_How to complete this task:_ From the line with "One marker belongs on each instance of the man's head." onward, reproduce each line of the entries exactly, ending at the last one, and add nothing.

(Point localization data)
- Opening Delimiter -

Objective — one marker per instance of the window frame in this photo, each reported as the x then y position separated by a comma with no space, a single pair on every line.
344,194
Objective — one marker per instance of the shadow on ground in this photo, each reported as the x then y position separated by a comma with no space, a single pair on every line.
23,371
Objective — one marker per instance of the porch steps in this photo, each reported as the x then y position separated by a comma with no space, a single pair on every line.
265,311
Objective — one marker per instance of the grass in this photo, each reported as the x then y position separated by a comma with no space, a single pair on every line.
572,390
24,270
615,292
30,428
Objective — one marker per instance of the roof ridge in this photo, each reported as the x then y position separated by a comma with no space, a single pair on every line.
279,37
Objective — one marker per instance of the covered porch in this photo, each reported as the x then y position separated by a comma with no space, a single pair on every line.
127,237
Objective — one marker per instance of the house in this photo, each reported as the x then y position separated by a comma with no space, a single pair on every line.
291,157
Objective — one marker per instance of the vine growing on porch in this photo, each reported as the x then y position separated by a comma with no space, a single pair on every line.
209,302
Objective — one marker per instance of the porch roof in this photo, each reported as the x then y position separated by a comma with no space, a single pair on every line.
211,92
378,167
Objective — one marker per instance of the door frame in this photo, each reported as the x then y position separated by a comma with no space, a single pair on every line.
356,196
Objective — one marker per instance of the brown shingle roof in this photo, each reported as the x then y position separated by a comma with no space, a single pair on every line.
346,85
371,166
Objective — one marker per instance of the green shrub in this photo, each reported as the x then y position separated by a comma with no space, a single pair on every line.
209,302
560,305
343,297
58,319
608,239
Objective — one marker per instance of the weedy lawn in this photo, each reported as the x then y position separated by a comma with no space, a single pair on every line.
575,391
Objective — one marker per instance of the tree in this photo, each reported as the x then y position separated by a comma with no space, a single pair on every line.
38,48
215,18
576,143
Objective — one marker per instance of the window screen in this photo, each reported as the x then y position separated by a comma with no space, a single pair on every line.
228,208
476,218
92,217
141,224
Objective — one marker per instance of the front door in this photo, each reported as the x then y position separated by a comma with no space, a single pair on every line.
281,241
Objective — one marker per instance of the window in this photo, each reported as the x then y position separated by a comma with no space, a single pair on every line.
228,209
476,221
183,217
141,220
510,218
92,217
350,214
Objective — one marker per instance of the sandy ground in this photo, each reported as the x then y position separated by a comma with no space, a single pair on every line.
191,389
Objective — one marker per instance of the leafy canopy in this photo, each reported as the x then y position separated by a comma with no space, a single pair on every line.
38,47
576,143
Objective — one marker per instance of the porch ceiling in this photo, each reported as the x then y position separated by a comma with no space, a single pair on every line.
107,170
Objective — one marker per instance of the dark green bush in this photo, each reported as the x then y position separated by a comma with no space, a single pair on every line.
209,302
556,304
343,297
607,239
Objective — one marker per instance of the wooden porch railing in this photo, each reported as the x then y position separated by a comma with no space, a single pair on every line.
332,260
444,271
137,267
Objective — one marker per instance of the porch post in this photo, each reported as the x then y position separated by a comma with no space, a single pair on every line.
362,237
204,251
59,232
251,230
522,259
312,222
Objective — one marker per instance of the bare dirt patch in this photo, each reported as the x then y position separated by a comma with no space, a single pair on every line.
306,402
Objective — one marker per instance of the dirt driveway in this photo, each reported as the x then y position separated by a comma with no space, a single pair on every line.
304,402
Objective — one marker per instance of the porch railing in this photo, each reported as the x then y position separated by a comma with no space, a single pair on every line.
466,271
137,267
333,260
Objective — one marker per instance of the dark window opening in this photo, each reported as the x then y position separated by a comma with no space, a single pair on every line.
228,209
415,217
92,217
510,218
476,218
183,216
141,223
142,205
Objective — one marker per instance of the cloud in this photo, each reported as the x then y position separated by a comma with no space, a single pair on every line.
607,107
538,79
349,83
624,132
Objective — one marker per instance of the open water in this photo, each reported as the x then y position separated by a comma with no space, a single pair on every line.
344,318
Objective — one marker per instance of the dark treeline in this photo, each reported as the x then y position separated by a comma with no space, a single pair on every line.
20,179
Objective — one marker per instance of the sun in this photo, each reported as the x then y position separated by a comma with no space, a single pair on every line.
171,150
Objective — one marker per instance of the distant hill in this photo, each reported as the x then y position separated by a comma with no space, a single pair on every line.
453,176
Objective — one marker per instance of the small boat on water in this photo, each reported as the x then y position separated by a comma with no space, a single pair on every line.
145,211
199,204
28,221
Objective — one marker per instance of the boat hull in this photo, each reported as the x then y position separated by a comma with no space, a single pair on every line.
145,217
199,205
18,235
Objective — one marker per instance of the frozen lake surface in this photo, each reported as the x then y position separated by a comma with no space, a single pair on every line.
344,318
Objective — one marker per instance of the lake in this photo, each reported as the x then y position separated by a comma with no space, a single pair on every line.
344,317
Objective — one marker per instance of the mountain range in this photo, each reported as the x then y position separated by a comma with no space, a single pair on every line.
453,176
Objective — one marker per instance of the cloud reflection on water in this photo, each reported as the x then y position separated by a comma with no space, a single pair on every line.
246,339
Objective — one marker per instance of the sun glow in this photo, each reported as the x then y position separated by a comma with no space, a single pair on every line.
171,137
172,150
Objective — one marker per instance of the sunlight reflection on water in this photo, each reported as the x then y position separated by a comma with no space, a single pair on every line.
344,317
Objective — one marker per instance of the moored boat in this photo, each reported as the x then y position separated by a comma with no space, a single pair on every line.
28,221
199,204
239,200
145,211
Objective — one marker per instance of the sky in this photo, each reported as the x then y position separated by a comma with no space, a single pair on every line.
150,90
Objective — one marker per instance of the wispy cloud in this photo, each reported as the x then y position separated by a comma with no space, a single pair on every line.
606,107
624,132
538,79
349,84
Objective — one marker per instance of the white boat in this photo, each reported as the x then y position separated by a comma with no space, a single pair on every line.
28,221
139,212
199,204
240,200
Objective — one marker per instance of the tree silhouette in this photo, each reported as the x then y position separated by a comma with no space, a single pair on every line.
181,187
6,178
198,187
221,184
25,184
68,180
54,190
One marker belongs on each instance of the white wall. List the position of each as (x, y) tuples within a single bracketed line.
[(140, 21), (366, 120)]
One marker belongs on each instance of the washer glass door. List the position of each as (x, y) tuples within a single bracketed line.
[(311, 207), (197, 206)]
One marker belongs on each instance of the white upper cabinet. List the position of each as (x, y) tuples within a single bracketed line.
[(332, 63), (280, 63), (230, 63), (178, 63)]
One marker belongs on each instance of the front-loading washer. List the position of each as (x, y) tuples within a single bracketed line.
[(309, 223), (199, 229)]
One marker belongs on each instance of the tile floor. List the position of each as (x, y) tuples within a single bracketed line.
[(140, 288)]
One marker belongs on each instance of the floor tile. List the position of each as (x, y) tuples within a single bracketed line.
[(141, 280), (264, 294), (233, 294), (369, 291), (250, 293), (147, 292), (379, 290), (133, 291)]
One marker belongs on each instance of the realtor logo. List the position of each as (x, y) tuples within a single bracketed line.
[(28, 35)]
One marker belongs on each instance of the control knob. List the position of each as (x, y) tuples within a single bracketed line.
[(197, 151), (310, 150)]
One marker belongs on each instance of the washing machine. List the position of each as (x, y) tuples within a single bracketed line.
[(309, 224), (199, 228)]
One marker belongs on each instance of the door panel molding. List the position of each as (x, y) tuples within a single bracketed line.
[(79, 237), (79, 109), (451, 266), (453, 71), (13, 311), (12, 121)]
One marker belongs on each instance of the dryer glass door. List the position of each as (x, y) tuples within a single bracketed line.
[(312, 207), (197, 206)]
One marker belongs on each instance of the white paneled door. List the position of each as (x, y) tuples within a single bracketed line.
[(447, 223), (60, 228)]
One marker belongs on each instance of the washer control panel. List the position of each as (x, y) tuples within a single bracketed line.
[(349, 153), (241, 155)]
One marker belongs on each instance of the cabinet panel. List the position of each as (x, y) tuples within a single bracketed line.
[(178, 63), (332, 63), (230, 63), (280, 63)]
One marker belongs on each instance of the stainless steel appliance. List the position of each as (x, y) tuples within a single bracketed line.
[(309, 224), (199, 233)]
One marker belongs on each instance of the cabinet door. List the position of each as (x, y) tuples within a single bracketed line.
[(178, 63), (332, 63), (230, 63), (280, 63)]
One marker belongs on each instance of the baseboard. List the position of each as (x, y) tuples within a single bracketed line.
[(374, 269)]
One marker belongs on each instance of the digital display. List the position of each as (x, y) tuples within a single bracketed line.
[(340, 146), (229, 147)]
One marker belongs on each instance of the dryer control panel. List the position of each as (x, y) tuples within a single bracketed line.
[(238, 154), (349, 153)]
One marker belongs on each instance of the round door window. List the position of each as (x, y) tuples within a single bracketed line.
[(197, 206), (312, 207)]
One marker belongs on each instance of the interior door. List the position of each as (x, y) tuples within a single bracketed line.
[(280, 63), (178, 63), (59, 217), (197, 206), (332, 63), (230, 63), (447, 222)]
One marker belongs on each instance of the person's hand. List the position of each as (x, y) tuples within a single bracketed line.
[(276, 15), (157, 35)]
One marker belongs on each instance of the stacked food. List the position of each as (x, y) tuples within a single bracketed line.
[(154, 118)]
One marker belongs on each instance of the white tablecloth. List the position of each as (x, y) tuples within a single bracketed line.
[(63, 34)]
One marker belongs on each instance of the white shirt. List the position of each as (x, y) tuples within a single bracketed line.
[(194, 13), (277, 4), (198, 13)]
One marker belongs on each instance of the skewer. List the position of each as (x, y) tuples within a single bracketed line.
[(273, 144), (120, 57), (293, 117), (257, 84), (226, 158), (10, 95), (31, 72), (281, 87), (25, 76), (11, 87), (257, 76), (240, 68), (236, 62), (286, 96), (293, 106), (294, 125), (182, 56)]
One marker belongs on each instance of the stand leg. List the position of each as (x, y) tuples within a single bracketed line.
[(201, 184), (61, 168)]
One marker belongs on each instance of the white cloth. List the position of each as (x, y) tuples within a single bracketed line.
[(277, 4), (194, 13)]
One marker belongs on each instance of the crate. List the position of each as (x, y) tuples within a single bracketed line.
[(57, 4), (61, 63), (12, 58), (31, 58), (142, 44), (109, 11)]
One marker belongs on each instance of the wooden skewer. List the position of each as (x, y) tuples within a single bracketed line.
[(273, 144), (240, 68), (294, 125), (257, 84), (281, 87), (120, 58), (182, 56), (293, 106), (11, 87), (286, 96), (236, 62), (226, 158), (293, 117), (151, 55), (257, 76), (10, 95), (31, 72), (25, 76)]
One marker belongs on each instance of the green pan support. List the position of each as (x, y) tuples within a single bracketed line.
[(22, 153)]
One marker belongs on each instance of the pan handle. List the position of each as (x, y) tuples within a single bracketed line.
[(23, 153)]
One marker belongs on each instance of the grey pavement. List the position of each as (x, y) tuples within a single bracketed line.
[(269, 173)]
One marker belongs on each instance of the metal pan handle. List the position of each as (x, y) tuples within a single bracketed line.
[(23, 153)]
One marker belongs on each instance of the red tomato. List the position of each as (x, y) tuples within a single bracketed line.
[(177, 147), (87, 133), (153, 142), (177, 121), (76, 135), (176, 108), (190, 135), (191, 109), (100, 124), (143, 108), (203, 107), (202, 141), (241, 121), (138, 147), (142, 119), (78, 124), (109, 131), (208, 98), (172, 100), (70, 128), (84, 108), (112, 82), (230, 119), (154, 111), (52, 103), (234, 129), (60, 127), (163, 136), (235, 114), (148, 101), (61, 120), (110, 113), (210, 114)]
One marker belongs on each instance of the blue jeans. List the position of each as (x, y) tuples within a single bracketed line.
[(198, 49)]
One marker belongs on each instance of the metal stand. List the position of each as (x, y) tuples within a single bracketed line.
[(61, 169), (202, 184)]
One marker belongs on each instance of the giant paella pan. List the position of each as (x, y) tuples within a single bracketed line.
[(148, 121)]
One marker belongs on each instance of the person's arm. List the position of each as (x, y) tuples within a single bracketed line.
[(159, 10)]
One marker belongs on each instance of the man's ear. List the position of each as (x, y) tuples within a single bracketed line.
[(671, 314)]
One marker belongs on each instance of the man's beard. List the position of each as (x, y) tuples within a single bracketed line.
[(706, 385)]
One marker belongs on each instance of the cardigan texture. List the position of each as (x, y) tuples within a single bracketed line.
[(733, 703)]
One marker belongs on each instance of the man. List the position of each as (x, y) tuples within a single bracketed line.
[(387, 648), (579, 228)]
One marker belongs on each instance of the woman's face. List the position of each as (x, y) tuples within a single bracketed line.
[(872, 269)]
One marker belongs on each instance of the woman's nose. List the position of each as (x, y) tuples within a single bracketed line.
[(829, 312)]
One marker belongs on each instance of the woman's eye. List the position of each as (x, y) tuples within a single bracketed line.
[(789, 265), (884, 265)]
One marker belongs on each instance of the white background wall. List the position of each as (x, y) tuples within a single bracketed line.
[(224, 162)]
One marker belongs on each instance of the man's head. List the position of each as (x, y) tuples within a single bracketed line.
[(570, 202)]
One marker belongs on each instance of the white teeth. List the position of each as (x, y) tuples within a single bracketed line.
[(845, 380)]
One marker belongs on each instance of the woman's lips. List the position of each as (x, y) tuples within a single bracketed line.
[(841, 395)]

- Closing Delimiter -

_Expected output:_
One marker belongs on each instance of the man's head. List the position of each as (x, y) tuples within a single bracketed line.
[(570, 202)]
One marker belongs on each instance of the white teeth. List the position of each as (x, y) tuples within a single bracketed line.
[(845, 380)]
One marker belongs on each instance of the woman's lips. List the position of each as (x, y) tuples within a single bracketed line.
[(841, 395)]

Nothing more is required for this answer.